▶ _Brano di testo_:
Denunciare l’intervento in Ucraina della Cia, delle Ong finanziate da Soros, dei mercenari della Blackwater, ora ribattezzata Academi –senza nascondere che anche il regime caduto era corrotto – significa anche opporsi alla strisciante fascistizzazione dell’Europa. Per chiarire: quella tra fascismo e democrazia borghese non è una contrapposizione di classe, ma di due metodi usati dagli stessi padroni: quello che dà l’illusione alla popolazione di poter scegliere i propri governanti, che tende ad integrare e a subordinare con la corruzione le organizzazioni sindacali, ma lascia una certa libertà di parola e di critica, e quello che demolisce con la violenza le organizzazioni sindacali e politiche dei lavoratori e si manifesta apertamente come dittatura. Pretendere di combattere il fascismo alleandosi con gli attuali partiti al potere è come sperare nell’appoggio del maggiordomo del padrone contro i gorilla della sua guardia del corpo.
I lavoratori europei, se vogliono conservare e incrementare la propria agibilità politica e sindacale, e salvaguardare il diritto di sciopero, devono opporsi con tutte le forze all’interventismo Nato, consapevoli che i nostri governi, ferrati in linguaggio orwelliano, chiamano operazioni di pace le iniziative militari. Il record dell’ipocrisia e della censura va ai governi italiani: di molti bombardamenti o combattimenti a terra, in Serbia, Afghanistan, Libia, abbiamo avuto la conferma tempo dopo la loro conclusione. E, per aggiungere al danno la beffa, condiscono tutto con retorici richiami all’art. 11 della costituzione.

▶ _Domande_:
1. Nel brano sull'interventismo Nato, con quale nome è stata ribattezzata la Blackwater?
2. Prosegui il brano sull'interventismo Nato dopo la sua ultima frase.

▶ _Informazioni mostrate_:
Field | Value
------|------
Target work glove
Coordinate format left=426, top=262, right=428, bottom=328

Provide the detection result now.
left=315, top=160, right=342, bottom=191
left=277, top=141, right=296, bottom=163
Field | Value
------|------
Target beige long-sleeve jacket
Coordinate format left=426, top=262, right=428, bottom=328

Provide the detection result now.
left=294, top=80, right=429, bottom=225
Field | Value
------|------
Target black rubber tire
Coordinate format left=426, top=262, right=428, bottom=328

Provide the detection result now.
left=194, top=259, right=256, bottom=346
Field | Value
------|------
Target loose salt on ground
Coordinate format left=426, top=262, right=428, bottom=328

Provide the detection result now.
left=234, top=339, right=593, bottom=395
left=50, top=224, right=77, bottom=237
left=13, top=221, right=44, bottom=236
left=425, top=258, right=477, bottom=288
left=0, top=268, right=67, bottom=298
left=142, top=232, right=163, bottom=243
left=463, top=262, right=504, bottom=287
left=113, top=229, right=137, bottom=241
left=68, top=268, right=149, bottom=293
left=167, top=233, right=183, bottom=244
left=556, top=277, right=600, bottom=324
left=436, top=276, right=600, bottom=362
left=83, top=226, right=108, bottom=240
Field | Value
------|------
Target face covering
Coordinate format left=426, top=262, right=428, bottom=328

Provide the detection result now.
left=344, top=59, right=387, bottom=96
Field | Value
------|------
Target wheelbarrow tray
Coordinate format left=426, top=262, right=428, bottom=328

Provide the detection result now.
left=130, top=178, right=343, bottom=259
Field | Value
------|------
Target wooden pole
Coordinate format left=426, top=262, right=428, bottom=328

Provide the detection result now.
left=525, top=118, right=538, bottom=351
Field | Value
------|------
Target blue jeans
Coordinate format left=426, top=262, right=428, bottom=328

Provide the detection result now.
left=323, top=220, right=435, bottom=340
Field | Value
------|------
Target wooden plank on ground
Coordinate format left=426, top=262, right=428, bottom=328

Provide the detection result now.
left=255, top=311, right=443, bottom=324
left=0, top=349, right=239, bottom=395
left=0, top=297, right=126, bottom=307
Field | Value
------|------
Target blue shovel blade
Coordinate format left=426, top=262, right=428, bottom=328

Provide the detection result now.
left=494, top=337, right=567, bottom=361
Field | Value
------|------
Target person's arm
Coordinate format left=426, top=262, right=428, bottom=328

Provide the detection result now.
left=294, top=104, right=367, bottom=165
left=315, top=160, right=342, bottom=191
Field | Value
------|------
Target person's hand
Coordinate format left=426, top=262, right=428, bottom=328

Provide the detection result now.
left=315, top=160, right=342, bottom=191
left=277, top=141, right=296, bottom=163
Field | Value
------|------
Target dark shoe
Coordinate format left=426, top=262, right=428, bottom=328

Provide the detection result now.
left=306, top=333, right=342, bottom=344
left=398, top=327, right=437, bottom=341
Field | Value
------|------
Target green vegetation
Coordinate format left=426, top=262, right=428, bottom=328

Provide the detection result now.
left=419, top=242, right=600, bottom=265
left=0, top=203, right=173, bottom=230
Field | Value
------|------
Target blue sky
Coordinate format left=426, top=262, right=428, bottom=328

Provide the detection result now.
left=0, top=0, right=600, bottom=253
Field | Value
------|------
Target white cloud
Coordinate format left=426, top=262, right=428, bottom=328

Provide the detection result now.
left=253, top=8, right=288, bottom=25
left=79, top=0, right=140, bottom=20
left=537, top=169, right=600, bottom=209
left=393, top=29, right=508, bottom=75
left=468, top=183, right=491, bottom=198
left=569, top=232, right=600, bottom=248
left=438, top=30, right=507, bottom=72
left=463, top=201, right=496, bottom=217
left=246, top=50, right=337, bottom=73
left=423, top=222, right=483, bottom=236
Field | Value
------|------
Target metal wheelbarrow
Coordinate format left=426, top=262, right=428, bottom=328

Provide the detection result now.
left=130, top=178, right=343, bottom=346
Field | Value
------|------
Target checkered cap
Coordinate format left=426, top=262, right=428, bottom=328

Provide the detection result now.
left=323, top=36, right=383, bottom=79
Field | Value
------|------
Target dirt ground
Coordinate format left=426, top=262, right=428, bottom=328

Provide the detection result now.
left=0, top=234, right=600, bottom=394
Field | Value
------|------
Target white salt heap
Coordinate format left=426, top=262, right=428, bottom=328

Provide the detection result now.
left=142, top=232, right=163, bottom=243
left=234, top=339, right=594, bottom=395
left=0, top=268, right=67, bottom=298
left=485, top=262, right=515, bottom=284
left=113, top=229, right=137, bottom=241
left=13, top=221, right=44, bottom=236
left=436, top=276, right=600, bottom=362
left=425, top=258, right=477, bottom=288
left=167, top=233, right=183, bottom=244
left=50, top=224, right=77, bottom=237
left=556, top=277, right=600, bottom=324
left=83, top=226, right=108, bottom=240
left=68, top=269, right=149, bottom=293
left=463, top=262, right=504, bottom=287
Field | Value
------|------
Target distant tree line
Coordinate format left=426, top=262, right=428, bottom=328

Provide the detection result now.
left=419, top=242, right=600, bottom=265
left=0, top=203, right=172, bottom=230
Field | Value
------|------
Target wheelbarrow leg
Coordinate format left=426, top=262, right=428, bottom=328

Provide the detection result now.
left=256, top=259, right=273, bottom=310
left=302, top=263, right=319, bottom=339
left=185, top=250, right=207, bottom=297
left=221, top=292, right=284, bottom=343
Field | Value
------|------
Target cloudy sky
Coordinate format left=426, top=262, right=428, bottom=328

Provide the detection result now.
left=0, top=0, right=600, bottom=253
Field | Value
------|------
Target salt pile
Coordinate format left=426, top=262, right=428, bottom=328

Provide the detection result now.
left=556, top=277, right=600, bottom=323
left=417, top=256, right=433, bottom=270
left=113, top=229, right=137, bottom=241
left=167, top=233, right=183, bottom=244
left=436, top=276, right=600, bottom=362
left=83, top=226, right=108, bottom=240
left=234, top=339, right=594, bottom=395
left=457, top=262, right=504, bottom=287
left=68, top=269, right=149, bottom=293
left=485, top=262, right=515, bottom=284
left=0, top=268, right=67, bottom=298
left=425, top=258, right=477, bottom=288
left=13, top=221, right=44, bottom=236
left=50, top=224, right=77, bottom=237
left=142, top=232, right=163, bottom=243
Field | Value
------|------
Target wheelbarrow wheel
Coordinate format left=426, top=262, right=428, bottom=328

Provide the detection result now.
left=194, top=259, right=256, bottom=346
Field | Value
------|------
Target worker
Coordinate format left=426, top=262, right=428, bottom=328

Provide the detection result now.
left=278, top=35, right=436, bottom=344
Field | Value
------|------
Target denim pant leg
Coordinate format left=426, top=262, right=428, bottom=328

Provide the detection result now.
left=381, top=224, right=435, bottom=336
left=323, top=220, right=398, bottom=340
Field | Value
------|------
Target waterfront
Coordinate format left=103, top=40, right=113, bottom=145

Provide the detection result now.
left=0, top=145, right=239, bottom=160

▶ _Le tue risposte_:
1. Academi.

2.
Una prima base d’azione è rappresentata da gruppi, già esistenti, che si oppongono al militarismo a livello locale. Il passo successivo è il loro coordinamento nazionale – operativo, continuo, con una direzione comune. Il conflitto, quando si sviluppa a livello nazionale, dice “Il Manifesto”, diventa lotta politica, lotta di classe.

Note

1) “ Fin dalla loro nascita, le grandi banche agghindate di titoli nazionali, furono pure e semplici società di speculatori privati, che si mettevano a fianco dei governi e, grazie ai privilegi ottenuti, erano in grado di anticipare loro denaro. Perciò l’accumulazione del debito pubblico non ha gradimetro più infallibile del progressivo rialzo delle azioni di queste banche, la cui fioritura piena data dalla fondazione della Banca d’Inghilterra (1694)”. Il Capitale, Libro primo, La cosiddetta accumulazione originaria, genesi del capitalista industriale. Traduzione Bruno Maffi.
(Mamona è una parola aramaica, passata nel greco e nel latino, significa ricchezza, guadagno, e testimonia quanto fossero antiche e diffuse le differenze tra le classi, ovviamente diverse da quelle moderne.)